══ Source data

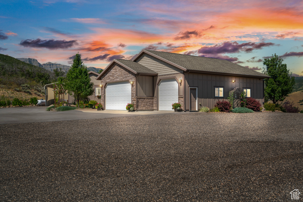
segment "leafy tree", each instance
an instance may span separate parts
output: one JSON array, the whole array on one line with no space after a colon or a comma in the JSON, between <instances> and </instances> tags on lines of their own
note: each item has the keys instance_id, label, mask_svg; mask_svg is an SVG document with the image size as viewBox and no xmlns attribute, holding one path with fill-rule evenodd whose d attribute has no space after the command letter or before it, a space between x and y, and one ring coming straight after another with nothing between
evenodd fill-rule
<instances>
[{"instance_id":1,"label":"leafy tree","mask_svg":"<svg viewBox=\"0 0 303 202\"><path fill-rule=\"evenodd\" d=\"M78 52L74 57L72 65L64 81L65 88L77 101L78 107L80 107L79 101L81 98L94 93L94 84L91 82L87 68L83 62Z\"/></svg>"},{"instance_id":2,"label":"leafy tree","mask_svg":"<svg viewBox=\"0 0 303 202\"><path fill-rule=\"evenodd\" d=\"M265 79L264 92L265 97L272 101L274 104L282 101L292 91L295 84L295 77L287 69L283 59L275 53L272 57L264 59L263 73L271 77Z\"/></svg>"}]
</instances>

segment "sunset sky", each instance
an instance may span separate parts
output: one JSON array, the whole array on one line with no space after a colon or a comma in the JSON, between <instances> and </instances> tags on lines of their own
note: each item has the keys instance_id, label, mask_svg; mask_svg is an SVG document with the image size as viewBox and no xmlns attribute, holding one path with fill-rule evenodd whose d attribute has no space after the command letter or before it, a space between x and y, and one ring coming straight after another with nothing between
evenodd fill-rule
<instances>
[{"instance_id":1,"label":"sunset sky","mask_svg":"<svg viewBox=\"0 0 303 202\"><path fill-rule=\"evenodd\" d=\"M261 71L276 53L303 75L303 1L1 1L0 53L88 67L143 48L227 60Z\"/></svg>"}]
</instances>

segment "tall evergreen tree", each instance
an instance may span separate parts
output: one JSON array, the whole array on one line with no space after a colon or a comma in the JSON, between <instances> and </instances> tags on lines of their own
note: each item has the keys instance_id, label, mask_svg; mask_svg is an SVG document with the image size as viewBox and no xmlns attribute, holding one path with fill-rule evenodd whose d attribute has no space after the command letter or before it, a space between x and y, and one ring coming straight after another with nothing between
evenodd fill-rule
<instances>
[{"instance_id":1,"label":"tall evergreen tree","mask_svg":"<svg viewBox=\"0 0 303 202\"><path fill-rule=\"evenodd\" d=\"M272 57L264 59L262 72L271 77L265 81L264 92L265 97L272 101L274 104L282 101L291 92L295 84L295 77L287 69L283 59L275 54Z\"/></svg>"},{"instance_id":2,"label":"tall evergreen tree","mask_svg":"<svg viewBox=\"0 0 303 202\"><path fill-rule=\"evenodd\" d=\"M79 52L74 57L73 64L66 74L64 87L67 92L77 101L78 107L79 100L94 93L94 84L91 82L86 66L83 64Z\"/></svg>"}]
</instances>

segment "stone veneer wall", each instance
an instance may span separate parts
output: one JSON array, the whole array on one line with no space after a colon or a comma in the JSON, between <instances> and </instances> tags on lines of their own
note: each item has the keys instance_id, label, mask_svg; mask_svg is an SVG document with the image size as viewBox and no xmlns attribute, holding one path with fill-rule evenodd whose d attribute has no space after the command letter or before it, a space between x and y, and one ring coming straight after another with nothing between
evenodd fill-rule
<instances>
[{"instance_id":1,"label":"stone veneer wall","mask_svg":"<svg viewBox=\"0 0 303 202\"><path fill-rule=\"evenodd\" d=\"M101 83L103 84L103 87L101 89L101 99L99 100L101 103L104 105L105 103L104 94L106 83L122 81L132 79L134 79L134 82L132 87L132 102L136 106L135 75L129 70L117 63L115 63L112 65L101 78L100 81ZM105 108L106 109L106 106Z\"/></svg>"},{"instance_id":2,"label":"stone veneer wall","mask_svg":"<svg viewBox=\"0 0 303 202\"><path fill-rule=\"evenodd\" d=\"M181 104L181 108L184 110L185 108L184 108L184 105L183 104L184 102L183 101L184 100L183 96L179 97L178 99L179 101L178 101L179 103Z\"/></svg>"},{"instance_id":3,"label":"stone veneer wall","mask_svg":"<svg viewBox=\"0 0 303 202\"><path fill-rule=\"evenodd\" d=\"M136 110L138 111L152 111L157 110L154 108L153 97L137 97Z\"/></svg>"}]
</instances>

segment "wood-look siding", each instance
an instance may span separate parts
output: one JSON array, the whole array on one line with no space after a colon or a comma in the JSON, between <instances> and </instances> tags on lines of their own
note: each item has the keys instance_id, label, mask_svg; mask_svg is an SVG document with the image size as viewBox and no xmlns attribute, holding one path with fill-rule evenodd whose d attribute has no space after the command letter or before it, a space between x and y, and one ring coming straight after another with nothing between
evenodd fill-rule
<instances>
[{"instance_id":1,"label":"wood-look siding","mask_svg":"<svg viewBox=\"0 0 303 202\"><path fill-rule=\"evenodd\" d=\"M228 92L236 87L250 88L251 97L257 99L261 104L264 101L264 91L263 79L242 77L218 75L196 73L188 73L184 75L185 78L185 109L189 109L189 87L198 88L198 108L206 106L213 108L218 100L227 100ZM233 80L235 81L233 83ZM223 87L223 97L215 97L215 87ZM236 102L235 101L235 103ZM201 103L201 105L199 104Z\"/></svg>"},{"instance_id":2,"label":"wood-look siding","mask_svg":"<svg viewBox=\"0 0 303 202\"><path fill-rule=\"evenodd\" d=\"M183 72L179 68L145 53L135 61L155 71L158 75Z\"/></svg>"},{"instance_id":3,"label":"wood-look siding","mask_svg":"<svg viewBox=\"0 0 303 202\"><path fill-rule=\"evenodd\" d=\"M153 97L154 88L153 77L139 76L136 78L136 94L139 97Z\"/></svg>"}]
</instances>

════

Problem to solve: Show every line of the entries above that contains the word "tall".

Exercise output:
segment "tall evergreen tree", each instance
[{"instance_id":1,"label":"tall evergreen tree","mask_svg":"<svg viewBox=\"0 0 303 202\"><path fill-rule=\"evenodd\" d=\"M272 57L264 59L262 72L271 77L265 81L264 92L265 97L272 101L274 104L282 101L291 92L295 84L295 77L287 69L283 59L275 54Z\"/></svg>"},{"instance_id":2,"label":"tall evergreen tree","mask_svg":"<svg viewBox=\"0 0 303 202\"><path fill-rule=\"evenodd\" d=\"M79 52L74 57L73 64L66 74L64 87L67 92L77 101L78 107L79 100L94 93L94 84L91 82L86 66L83 64Z\"/></svg>"}]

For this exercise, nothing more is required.